§ Work task 1:
In the January 24, 1926 history entry, at what age does Cardinal Mercier die?
§ Work task 2:
Go on with the January 24, 1926 history entry from the point where it stops.

§ Text provided:

↓

Saturday, January 24, 2026

Today -100: January 24, 1926: Poisoned mushrooms of lascivious shape and noxious odor are the worst kind of mushrooms


Cardinal Désiré-Joseph Mercier, the archbishop of Malines (Mechelen), Belgium, dies at 74. His open resistance to German occupation of Belgium during the Great War, including issuing a pastoral letter saying no obedience was owed to the occupiers, made him an important national symbol.

The British plan to force Maharajah Tukoji Rao Holkar III of Indore, an Indian princely state, to abdicate (this will happen next month). Last year Mumtaz Begum, who will be repeatedly called a “dancing girl,” escaped from his harem, blaming a nurse for the death of her female baby. She was taken in by a Muslim Bombay textile merchant. The maharajah sent men all the way to Bombay to take her back; they killed the merchant and injured her, but were fought off by... British officers with golf clubs? Really? One of the would-be kidnappers was captured and several put on trial, including an Indore general whose defense attorney was Muhammad Ali Jinnah, the future first president of Pakistan. Tukoji will marry an American woman and mostly live in exile in France, dying in 1978 at 87. Begum will attempt an acting career in the US; it’s unclear what happened with her.

↑

§ Supplied information:
↓

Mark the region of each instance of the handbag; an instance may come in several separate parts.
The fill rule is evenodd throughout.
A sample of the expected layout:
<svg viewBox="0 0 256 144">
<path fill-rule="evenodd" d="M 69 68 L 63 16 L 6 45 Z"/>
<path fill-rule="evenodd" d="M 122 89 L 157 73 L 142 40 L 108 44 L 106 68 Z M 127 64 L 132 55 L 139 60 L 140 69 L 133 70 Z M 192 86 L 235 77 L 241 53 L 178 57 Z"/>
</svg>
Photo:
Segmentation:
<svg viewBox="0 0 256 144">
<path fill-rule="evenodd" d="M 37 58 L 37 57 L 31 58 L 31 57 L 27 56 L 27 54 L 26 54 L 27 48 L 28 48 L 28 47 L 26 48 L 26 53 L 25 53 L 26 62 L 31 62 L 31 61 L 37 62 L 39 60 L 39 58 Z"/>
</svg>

↑

§ Final answer 1:
He dies at 74.

§ Final answer 2:
New York cops, including the bomb squad, guard a performance of Carlo Tresca’s play “L’Attentato [Attack/Assassination] a Mussolini,” which makes fun of The Duck. Tresca, a leftie who made all the right enemies, was convicted in the US in 1923, supposedly at the request of the Fascist government, for printing an ad for birth control in his newspaper, but had his sentence commuted by Coolidge. He’ll be assassinated in NYC by the Mafia, or possibly the NKVD – as I said, all the right enemies – in 1943.

A couple of religious fanatics from a Bordeaux, France sect called Our Lady of Tears, are on trial for attacking the Abbé Desnoyers, the village priest of Bombon, 600 km from Bordeaux, with sticks and staves because of sorcery. There were 10 women and 2 men in the mob but only the men are on trial. Evidently the priest ensorceled some migrating birds, as one does, which then flew over Bordeaux where they caused the growth of “poisoned mushrooms of lascivious shape and noxious odor, which gave the residents on the banks of the Gironde shameful diseases in various forms,” so clearly he had it coming.

A lost Polish colony is discovered by a roaming Polish anthropologist in the state of Espírito Santo, Brazil. It hadn’t been heard from since 1873. The original settlers are all dead; their descendants still speak Polish. I couldn’t discover what happened to them.